- **Challenge**: Write out every line of the entries below again, requests included, scaling each bounding box coordinate in the answers by 1.35 and rounding to a whole number, with halves rounded up; keep the numbers in the requests and their format samples unchanged. Leave the pictures out of your reply.

- **A block of data**:
○ ○ ○ ○ ○ ○ ○
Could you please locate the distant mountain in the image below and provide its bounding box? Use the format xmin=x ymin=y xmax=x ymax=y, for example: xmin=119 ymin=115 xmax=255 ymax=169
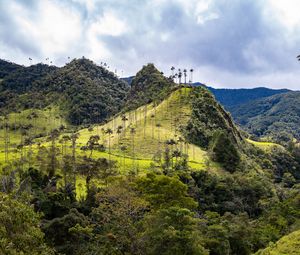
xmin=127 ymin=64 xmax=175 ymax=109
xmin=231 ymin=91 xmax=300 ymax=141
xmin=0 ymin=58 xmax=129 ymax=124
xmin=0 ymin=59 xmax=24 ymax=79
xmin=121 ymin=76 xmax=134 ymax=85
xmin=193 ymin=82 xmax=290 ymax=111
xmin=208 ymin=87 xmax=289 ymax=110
○ ○ ○ ○ ○ ○ ○
- **Task output**:
Could you please locate the distant mountain in the image below and provide its bounding box? Use the format xmin=x ymin=y xmax=x ymax=y, for example: xmin=119 ymin=115 xmax=255 ymax=169
xmin=171 ymin=86 xmax=236 ymax=147
xmin=312 ymin=123 xmax=405 ymax=190
xmin=0 ymin=78 xmax=174 ymax=167
xmin=0 ymin=80 xmax=32 ymax=107
xmin=163 ymin=103 xmax=181 ymax=115
xmin=261 ymin=111 xmax=392 ymax=150
xmin=281 ymin=117 xmax=390 ymax=149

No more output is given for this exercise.